PAGE EXCERPT »
%%

Basically, it’s harnessing the neural net to perform the tasks with speed, accuracy and at scale to help humans.
There are already many hospitals around the U.S. that have incorporated the FDA-approved image algorithms. Progressively, as adoption picks up over the next few years, we’ll start to see improved workflow and more streamlined medical settings that will affect each area of medicine.
HEALTHTECH: What’s the most promising avenue for data-driven technologies?
TOPOL: Data-driven tech works at three dominant levels. A very important one is at the clinician level: revving up productivity, accuracy and speed for every type of clinician — nurses, paramedics, internists, radiologists, pathologists, cardiologists. Every single one of them.
The second level is health systems: Computer vision systems in hospitals can enhance patient safety by predicting falls before they happen or ensuring that handwashing is being done by the all relevant people to avoid infection transmission.
The third level is at the individual consumer-patient level: That’s where you provide patients with data with algorithmic interpretation to help them stay healthy or manage their conditions better.
HEALTHTECH: What are some of the barriers to using AI and other technologies in healthcare?
TOPOL: Assurance of privacy and security are essential; if they don’t get preserved and protected, then the public will lose interest and faith in the path ahead. We need to do much better than we are doing today on that score.
Right now, we have an economic crisis in healthcare, so if there’s a solution in sight that will actually lower costs and improve outcomes, that’s vital. Proving that economic benefit requires clinical validation, so we have to make sure that work gets done. Most of the work that’s been done has not been prospective; a lot of promissory notes, but what we need is primary, solid evidence.
HEALTHTECH: Is there a data analytics talent deficit in the healthcare industry?
TOPOL: Yes. Because much of the data science and computer science efforts have been in the nonhealthcare world as companies like Facebook, Twitter, Pandora, Netflix and Amazon have been really aggressive in bringing on young talent to their companies.

%%

DATA FOR REVIEW »
%%

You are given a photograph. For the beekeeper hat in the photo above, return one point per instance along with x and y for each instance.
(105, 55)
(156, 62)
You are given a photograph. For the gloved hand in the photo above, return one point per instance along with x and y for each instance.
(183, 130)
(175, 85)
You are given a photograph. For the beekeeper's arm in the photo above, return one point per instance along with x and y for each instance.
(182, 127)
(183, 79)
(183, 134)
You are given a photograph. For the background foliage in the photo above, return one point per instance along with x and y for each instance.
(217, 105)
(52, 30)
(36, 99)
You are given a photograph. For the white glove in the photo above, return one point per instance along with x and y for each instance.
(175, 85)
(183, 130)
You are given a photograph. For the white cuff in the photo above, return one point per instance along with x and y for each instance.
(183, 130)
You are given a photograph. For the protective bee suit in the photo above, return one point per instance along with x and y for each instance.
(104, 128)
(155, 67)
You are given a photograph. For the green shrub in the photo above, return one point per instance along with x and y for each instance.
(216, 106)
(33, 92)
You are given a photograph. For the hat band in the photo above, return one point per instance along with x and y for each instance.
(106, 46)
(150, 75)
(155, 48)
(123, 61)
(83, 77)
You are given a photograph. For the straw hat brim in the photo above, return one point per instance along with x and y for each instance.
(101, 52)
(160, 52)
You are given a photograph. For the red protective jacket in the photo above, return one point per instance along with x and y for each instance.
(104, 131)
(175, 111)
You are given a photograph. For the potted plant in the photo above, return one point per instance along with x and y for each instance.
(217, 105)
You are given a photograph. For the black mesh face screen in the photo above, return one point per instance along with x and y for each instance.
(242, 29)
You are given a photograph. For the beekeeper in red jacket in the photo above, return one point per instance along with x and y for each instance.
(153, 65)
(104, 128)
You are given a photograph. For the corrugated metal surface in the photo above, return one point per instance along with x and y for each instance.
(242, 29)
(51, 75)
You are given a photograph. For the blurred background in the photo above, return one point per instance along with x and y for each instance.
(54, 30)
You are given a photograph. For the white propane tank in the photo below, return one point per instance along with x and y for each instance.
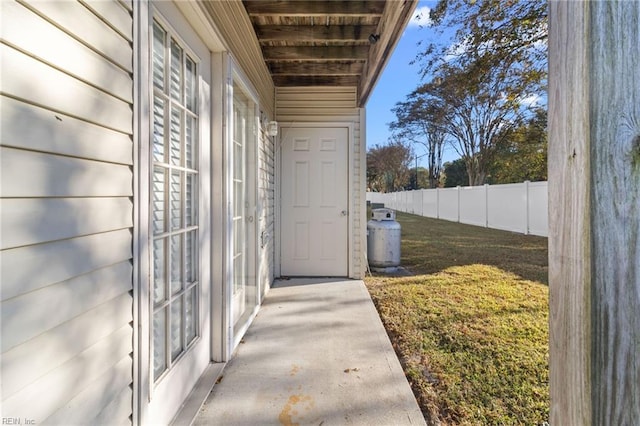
(383, 240)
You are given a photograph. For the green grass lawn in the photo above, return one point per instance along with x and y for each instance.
(470, 324)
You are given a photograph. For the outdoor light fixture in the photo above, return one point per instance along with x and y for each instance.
(272, 129)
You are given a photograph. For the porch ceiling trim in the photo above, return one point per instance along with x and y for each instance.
(327, 42)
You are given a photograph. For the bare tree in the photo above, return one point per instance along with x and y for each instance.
(388, 167)
(419, 120)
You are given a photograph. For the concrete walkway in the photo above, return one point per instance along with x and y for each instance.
(317, 354)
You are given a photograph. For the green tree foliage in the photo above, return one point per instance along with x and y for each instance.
(477, 113)
(485, 78)
(422, 176)
(388, 167)
(455, 174)
(491, 31)
(523, 155)
(419, 120)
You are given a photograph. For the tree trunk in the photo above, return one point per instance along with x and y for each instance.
(594, 218)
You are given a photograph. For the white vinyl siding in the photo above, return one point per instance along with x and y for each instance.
(334, 105)
(67, 212)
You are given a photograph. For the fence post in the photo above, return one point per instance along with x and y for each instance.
(526, 207)
(486, 205)
(458, 193)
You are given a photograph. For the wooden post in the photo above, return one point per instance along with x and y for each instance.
(594, 212)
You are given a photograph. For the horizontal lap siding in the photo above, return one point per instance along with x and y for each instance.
(67, 211)
(332, 105)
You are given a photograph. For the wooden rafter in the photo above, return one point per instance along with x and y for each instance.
(327, 42)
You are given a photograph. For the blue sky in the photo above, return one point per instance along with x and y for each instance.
(398, 79)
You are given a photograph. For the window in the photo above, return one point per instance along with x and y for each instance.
(174, 194)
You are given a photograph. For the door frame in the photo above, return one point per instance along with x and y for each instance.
(235, 75)
(142, 17)
(350, 186)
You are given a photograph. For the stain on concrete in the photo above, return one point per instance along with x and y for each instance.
(294, 370)
(291, 410)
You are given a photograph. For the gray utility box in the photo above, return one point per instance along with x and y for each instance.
(383, 239)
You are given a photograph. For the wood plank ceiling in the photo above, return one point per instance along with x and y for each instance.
(320, 43)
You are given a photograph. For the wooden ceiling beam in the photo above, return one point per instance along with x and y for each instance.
(311, 53)
(312, 80)
(316, 68)
(268, 33)
(314, 8)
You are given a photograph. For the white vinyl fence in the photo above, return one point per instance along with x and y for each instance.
(515, 207)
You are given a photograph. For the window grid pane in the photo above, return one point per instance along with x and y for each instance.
(158, 130)
(159, 40)
(176, 328)
(190, 314)
(159, 343)
(159, 273)
(159, 209)
(174, 200)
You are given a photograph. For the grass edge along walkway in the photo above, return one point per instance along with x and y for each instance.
(471, 326)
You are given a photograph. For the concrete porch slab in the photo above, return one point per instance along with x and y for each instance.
(316, 354)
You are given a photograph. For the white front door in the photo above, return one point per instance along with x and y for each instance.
(179, 232)
(314, 212)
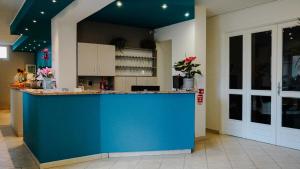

%%

INSTRUCTIONS »
[a] In the healthcare AI interview, what are the three levels at which Topol says data-driven technology works?
[b] Reproduce the healthcare AI interview from "Basically, it’s harnessing" up to and including "one of them.".
[c] Take the healthcare AI interview further, starting after its last line.

SOLVED PROBLEMS »
[a] The clinician level, the health systems level, and the individual consumer-patient level.

[b]
Basically, it’s harnessing the neural net to perform the tasks with speed, accuracy and at scale to help humans.
There are already many hospitals around the U.S. that have incorporated the FDA-approved image algorithms. Progressively, as adoption picks up over the next few years, we’ll start to see improved workflow and more streamlined medical settings that will affect each area of medicine.
HEALTHTECH: What’s the most promising avenue for data-driven technologies?
TOPOL: Data-driven tech works at three dominant levels. A very important one is at the clinician level: revving up productivity, accuracy and speed for every type of clinician — nurses, paramedics, internists, radiologists, pathologists, cardiologists. Every single one of them.

[c]
Healthcare has been much slower to attract these people and may have trouble keeping up with the salaries offered in the tech sector.
HEALTHTECH: You were an early proponent of digital medical tools such as wireless sensors, and also predicted the current wave of consumer-facing healthcare devices such as the Apple Watch and personal diagnostic tools like handheld electrocardiograms. Are we all the way there yet?
TOPOL: Right now, things are going to start happening much more quickly.
With Scott Gottlieb, we have a very supportive FDA commissioner who really gets it. He is definitely pro-approval and pro-innovation, much more so than most of the FDA commissioners who preceded him. And he’s moving fast. The number of approvals and clearances are unprecedented.
With that favorable accelerator, alongside innovation and ingenuity, eventually we’ll see sensors that detect depression, or state of mind and mood monitoring, which is important because it affects so many health conditions.
Asthma sensors are going to be extremely helpful for preventing attacks and reducing the need for inhalers. We’ve already seen some great evidence for that. Preventing diabetes or far better management with smart algorithms is coming, too.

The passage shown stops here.